### Your tasks
**A.** From the brain atlas notebook excerpt below, return the part that opens with the words containing "from abc_atlas_access.abc_atlas_cache.abc_project_cache import" and closes with "not already been.", copied word for word.
**B.** Translate this sentence from the brain atlas notebook excerpt below into Spanish: "This allows us to create manageable `h5ad` files of certain branches of the taxonomy."

We perform subsetting of the Whole Mouse Brain Atlas at a particular taxonomic level. This allows us to create manageable `h5ad` files of certain branches of the taxonomy. 

You need to be connected to the internet to run this notebook and have run through the [getting started notebook](https://alleninstitute.github.io/abc_atlas_access/notebooks/getting_started.html).

In [None]:
import pandas as pd
from pathlib import Path
import numpy as np
import anndata
import time

from abc_atlas_access.abc_atlas_cache.abc_project_cache import AbcProjectCache

We will interact with the data using the **AbcProjectCache**. This cache object tracks which data has been downloaded and serves the path to the requsted data on disk. For metadata, the cache can also directly serve a up a Pandas Dataframe. See the getting_started notebook for more details on using the cache including installing it if it has not already been.

### Listed records
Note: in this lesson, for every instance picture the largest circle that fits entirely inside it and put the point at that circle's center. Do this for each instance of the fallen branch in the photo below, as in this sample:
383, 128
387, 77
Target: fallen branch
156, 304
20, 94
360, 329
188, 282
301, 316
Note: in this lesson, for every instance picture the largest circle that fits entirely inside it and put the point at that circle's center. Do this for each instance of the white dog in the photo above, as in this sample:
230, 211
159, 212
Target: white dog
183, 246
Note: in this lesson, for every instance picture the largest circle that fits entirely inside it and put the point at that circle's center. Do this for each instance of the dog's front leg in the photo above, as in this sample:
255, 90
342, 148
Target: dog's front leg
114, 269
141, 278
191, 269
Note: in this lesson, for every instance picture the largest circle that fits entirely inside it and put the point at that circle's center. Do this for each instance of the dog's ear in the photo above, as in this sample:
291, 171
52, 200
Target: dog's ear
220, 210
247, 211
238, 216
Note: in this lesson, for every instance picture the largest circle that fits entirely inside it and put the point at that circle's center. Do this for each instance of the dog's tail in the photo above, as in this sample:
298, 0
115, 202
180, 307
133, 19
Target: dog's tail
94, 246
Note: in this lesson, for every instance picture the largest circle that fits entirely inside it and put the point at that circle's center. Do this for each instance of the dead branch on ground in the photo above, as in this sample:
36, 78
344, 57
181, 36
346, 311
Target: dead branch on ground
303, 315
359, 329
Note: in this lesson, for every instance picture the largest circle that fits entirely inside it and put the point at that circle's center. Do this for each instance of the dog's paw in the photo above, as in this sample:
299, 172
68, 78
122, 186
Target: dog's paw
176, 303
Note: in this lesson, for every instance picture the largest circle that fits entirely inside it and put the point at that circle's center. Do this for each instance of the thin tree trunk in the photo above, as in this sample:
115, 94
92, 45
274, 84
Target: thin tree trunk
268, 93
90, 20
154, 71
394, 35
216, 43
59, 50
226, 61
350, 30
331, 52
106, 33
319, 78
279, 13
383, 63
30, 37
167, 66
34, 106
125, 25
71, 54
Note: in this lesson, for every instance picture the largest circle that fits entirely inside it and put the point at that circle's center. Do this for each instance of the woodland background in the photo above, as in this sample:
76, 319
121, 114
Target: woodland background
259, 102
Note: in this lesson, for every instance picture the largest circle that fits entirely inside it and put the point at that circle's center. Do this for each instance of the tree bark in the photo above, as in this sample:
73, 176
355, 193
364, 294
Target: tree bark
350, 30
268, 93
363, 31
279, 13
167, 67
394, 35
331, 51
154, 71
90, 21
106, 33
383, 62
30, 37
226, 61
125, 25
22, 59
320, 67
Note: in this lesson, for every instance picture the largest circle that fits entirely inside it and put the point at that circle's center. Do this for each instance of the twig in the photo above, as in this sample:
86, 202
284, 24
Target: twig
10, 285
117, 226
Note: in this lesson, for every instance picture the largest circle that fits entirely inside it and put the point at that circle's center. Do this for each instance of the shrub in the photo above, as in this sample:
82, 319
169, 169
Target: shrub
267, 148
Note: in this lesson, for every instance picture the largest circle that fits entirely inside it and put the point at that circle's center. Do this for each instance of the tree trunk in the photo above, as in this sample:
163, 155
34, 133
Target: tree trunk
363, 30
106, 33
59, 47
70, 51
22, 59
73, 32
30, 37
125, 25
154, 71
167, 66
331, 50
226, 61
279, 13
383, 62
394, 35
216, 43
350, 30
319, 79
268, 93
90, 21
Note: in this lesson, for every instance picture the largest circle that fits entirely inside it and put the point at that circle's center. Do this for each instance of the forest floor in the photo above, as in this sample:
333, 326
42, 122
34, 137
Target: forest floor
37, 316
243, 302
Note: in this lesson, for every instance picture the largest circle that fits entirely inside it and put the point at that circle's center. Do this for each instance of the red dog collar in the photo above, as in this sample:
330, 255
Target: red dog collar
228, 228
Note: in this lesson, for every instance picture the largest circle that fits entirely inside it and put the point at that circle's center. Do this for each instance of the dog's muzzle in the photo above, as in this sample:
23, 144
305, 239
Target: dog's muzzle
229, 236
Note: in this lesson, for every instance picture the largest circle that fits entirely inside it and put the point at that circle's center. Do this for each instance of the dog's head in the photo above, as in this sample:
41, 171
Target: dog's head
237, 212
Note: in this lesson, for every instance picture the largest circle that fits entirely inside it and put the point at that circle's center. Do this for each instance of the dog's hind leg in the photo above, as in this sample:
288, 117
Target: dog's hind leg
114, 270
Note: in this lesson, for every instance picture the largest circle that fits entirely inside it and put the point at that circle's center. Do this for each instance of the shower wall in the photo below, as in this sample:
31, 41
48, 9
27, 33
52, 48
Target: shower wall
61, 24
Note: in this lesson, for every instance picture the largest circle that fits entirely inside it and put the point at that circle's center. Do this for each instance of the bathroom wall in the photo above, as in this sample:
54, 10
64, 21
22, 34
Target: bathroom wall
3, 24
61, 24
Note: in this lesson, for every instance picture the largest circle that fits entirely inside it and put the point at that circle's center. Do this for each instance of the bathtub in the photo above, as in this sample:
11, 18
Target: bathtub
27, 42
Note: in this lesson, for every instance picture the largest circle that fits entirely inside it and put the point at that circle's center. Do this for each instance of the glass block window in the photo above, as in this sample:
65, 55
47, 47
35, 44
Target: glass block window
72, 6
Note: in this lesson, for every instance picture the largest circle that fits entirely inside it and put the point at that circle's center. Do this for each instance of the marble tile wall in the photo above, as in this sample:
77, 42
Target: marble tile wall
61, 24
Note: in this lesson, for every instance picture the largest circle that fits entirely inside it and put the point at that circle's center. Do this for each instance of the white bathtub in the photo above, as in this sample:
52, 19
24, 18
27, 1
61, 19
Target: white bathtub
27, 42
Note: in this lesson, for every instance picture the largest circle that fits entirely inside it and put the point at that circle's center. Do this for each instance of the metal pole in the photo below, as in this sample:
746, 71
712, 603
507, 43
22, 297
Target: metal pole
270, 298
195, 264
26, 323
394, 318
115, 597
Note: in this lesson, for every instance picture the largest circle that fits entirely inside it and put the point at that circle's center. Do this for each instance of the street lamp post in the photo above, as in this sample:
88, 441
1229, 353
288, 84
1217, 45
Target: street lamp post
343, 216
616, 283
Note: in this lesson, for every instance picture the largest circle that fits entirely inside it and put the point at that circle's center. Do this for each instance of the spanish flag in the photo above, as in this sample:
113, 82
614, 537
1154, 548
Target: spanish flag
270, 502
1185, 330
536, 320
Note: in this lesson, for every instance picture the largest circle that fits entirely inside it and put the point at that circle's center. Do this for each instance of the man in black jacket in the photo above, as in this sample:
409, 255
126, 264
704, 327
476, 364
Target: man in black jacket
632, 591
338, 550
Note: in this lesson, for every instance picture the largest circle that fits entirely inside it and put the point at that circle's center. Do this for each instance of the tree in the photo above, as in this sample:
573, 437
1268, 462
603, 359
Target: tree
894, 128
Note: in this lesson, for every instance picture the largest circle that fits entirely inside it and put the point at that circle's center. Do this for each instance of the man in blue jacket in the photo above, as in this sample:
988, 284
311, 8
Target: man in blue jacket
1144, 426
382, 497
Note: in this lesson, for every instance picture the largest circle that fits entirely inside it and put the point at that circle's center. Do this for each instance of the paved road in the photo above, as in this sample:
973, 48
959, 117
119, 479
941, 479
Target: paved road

### Responses
**A.**
from abc_atlas_access.abc_atlas_cache.abc_project_cache import AbcProjectCache

We will interact with the data using the **AbcProjectCache**. This cache object tracks which data has been downloaded and serves the path to the requsted data on disk. For metadata, the cache can also directly serve a up a Pandas Dataframe. See the getting_started notebook for more details on using the cache including installing it if it has not already been.

**B.** Esto nos permite crear archivos `h5ad` manejables de ciertas ramas de la taxonomía.